Recently on CNN.com, Dr. Jacquelyn Corley wrote a piece titled “Why Doctors Want to Die Differently” : http://edition.cnn.com/2016/02/17/opinions/doctors-choose-quality-of-life-over-length-corley/index.html

Dr. Corley describes the heart wrenching story of a man who was lying in the hospital bed on the twentieth day after he had suffered a massive hypertensive hemorrhage which destroyed his brain. She said that from the perspective of any remaining brain functions, the patient was gone already on the first day after the medical crisis occurred. However, his husband was unable to let him go. And so intensive medical procedures, violating the patient’s bettered body and extremely expensive, were being continued. Dr. Corley described the many procedures that the dying man had endured, and her own feeling of being an accomplice to torturing him. However, when family members ask the doctors to do whatever is in their power, the doctors, it seems, are compelled to comply with this request until the body fails completetly. In this terrible story, the patient had no say. It was his husband who did what he felt his loved one would have wanted.

My 51 year old friend, a physician, died two weeks ago from cancer. He had been valiantly fighting the illness for two years, completely aware of his impending death. My friend’s parents came to be by him and help their son in his final week. His mother told me that he adamantly made her promise him that they will not send him to the hospital at the very end. He wanted to die at home, not in the hospital. He knew that modern medicine can sometimes prolong life when there is no longer a good reason for it, when life has already slipped away, in every meaningful way, and he did not want heroic measures to be employed to prolong the process unnecessarily.

Apparently my friend was not alone. Dr. Corley quotes studies that show that there is a great disparity in the way healthcare professionals view end-of-life care in comparison to others. The report, published in the Journal of the Medical Association (JAMA) describes data obtained from death records in several states showing that, overall, doctors are less likely to die in hospitals, which means they try to avoid getting hospitalized at the end of their lives, like my friend wanted to.
----
## WORK INSTRUCTION 1
In the essay on how doctors approach their own deaths, what did the author's friend make his mother promise him?
## WORK INSTRUCTION 2
Resume the essay on how doctors approach their own deaths, starting right after its final sentence.

## SUPPLIED RECORDS
----
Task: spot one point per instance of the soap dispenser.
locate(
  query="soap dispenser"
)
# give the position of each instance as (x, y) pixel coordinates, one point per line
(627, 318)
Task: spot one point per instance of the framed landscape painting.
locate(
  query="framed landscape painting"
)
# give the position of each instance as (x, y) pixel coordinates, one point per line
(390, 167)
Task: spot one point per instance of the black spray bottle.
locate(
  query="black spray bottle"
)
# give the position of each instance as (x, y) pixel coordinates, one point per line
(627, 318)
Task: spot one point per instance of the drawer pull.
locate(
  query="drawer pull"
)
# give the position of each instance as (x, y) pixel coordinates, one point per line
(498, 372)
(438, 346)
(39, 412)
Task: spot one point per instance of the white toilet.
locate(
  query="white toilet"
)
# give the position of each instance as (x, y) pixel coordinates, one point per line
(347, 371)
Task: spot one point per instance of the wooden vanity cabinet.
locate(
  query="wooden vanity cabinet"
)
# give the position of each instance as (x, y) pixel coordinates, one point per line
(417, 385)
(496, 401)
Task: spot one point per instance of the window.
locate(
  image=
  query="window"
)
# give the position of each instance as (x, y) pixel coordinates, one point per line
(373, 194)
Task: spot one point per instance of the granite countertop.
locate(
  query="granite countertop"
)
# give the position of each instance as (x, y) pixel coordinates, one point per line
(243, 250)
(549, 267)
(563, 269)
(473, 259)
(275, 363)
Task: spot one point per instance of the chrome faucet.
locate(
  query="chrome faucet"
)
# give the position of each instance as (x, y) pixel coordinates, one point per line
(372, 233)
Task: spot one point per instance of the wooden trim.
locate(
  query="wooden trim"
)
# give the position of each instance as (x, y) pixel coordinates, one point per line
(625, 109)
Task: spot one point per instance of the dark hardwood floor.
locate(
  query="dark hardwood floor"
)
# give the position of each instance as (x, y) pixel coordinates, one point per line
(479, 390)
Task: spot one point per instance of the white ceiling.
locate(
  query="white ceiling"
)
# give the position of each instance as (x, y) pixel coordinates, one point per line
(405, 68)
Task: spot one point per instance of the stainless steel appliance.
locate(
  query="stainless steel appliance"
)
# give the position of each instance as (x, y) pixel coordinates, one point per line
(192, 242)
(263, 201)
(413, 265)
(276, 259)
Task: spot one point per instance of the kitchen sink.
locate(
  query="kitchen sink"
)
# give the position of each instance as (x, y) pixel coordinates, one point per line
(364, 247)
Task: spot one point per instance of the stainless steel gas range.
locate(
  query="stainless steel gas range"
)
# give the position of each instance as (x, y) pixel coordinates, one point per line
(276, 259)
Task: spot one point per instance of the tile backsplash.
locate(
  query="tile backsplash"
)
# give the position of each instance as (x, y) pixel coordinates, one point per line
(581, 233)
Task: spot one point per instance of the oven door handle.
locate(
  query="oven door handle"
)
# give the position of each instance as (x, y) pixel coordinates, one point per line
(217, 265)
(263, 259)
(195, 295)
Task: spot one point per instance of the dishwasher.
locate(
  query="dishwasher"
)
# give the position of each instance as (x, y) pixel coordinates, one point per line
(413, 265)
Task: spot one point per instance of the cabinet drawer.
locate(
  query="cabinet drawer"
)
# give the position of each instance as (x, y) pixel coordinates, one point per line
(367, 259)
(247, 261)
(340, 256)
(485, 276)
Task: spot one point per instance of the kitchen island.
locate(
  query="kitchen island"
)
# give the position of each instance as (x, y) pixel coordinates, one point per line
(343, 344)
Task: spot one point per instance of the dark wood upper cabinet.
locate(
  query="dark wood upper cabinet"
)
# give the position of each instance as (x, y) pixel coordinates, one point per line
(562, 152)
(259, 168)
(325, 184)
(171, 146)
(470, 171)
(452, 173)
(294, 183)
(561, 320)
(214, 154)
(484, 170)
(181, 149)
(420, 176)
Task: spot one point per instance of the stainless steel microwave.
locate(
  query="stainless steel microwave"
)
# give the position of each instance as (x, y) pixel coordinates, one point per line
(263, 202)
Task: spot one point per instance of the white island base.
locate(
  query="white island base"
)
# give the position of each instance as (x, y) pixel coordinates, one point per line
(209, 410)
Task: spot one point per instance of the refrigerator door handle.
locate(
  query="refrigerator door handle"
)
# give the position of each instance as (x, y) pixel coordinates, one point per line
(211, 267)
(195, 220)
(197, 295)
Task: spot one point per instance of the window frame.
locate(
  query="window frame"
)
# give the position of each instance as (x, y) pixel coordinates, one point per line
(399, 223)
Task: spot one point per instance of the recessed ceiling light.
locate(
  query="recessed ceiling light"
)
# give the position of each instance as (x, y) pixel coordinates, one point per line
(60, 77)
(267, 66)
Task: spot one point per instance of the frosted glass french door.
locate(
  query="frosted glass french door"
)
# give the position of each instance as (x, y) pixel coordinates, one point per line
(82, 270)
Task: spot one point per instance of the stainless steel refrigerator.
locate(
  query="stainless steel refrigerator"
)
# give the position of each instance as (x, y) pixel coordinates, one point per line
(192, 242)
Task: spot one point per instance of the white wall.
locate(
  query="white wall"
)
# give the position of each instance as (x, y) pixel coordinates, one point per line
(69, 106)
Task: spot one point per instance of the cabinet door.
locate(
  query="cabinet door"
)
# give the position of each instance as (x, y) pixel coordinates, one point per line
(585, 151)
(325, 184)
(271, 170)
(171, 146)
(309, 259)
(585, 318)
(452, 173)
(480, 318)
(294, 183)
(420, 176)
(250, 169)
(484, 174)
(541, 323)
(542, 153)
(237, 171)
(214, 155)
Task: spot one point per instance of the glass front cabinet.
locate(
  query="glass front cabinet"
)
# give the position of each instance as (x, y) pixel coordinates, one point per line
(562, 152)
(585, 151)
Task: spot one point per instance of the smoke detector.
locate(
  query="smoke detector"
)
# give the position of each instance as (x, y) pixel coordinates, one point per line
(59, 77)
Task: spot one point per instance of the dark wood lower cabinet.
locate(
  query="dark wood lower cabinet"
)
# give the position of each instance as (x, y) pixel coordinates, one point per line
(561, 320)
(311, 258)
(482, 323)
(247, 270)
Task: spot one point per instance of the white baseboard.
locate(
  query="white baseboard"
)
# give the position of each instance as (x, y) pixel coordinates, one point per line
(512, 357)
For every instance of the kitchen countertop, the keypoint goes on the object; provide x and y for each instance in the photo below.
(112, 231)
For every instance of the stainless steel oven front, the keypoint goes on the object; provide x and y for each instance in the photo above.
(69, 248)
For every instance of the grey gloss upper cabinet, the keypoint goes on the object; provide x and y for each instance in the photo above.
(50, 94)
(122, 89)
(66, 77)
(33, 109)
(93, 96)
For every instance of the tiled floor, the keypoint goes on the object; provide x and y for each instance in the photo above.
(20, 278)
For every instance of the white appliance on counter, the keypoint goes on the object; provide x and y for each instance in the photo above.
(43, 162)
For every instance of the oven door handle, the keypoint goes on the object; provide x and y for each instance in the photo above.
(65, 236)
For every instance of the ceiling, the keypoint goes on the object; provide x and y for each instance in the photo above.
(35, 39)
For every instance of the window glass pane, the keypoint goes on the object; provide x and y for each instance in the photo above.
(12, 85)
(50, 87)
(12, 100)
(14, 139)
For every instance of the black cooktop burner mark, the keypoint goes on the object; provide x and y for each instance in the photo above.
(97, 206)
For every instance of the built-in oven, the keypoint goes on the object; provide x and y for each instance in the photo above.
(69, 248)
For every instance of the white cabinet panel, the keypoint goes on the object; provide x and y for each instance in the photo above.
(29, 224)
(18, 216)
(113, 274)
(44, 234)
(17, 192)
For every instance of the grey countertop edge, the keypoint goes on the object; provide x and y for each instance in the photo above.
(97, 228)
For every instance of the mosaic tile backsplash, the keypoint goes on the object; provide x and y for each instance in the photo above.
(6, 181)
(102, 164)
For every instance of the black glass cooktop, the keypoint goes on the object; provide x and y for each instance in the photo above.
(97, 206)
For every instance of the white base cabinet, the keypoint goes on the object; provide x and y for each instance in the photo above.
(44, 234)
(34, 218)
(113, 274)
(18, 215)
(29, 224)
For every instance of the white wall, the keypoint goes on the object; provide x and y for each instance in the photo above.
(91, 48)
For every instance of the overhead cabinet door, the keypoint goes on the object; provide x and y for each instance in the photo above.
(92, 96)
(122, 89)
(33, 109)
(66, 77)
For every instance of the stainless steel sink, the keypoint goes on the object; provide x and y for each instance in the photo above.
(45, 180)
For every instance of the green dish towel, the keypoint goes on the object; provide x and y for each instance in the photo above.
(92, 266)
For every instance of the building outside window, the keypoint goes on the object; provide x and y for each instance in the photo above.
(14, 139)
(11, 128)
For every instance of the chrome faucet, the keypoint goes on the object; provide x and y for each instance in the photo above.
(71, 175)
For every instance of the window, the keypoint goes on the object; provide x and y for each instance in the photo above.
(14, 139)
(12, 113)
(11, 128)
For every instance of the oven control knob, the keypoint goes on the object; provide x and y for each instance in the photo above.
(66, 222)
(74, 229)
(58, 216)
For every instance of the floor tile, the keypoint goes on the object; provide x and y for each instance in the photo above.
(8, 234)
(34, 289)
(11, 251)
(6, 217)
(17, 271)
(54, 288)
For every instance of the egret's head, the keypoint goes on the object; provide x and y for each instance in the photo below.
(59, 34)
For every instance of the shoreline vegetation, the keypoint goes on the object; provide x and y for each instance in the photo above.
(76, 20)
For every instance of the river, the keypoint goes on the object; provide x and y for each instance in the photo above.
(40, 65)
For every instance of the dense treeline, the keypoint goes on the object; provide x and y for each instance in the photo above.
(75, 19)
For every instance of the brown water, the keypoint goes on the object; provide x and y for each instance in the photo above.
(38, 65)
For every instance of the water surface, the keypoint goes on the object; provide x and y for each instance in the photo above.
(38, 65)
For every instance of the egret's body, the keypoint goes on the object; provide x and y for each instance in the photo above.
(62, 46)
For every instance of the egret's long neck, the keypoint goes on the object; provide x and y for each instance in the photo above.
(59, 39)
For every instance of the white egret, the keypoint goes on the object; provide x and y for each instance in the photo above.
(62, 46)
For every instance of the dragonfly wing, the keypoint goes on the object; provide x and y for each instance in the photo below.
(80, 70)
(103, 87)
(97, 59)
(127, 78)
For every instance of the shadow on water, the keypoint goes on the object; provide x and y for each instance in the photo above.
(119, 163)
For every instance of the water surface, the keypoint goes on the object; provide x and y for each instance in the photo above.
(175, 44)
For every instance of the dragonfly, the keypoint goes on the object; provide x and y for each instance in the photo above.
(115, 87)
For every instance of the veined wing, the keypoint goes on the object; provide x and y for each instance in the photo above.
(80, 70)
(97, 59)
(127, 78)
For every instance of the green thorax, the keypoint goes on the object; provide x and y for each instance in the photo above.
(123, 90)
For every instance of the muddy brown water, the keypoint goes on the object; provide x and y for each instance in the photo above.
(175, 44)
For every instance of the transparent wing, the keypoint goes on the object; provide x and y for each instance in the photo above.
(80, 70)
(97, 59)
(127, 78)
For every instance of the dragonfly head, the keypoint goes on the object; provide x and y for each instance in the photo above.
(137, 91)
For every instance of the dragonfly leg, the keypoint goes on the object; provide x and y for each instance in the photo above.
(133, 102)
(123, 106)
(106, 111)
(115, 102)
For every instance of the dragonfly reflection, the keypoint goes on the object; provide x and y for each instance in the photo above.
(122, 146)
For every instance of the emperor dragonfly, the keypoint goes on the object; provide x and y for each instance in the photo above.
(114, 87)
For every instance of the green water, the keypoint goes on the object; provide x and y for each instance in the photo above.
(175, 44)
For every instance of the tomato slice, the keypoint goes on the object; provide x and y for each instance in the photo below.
----
## RESPONSE AREA 1
He made her promise that they would not send him to the hospital at the very end.

## RESPONSE AREA 2
Doctors are also less likely to be admitted to an intensive care unit, and more likely to opt against surgery at the end of their lives. Another study quoted by Dr.Corley shows that an overwhelming majority of doctors choose “do not resuscitate” as their advanced directive. They do not want to be subjected to extreme medical interventions when their medical state will be such that there will be no quality of life.

It is tremendously important to have a conversation with our loved ones, a terribly uncomfortable conversation that nobody wants to have, about what our wishes would be should we find ourselves in such dire circumstances as the patient in Dr. Corley’s story. He, apparently, had no warning and did not know death was going to surprise him so soon. Would he have wanted to go through the kind of torture that Dr. Corley described, if he knew he would not wake up?

In the recent issue of the AARP Magazine the AARP president Jeannine English wrote about the need for good palliative care. With the advance of medicine, the relative proportion of people who die from conditions that take life suddenly is smaller. As baby boomers age more people will live for long periods of time with serious illnesses and conditions and will require palliative care to ease their suffering.

We need to encourage the conversation about death and about end-of-life care choices on both the private and the public levels, and advocate for all the necessary pieces that will allow people to die with dignity. That might include directing resources to the training and education of physicians in palliative care, directing resources to pay for palliative care in the home of those who suffer from serious illness, in nursing homes and hospitals. We also need to make sure that modern medicine is used to save and improve life, but not to prolong it when the person we were, or the person we loved, would no longer want to live this way.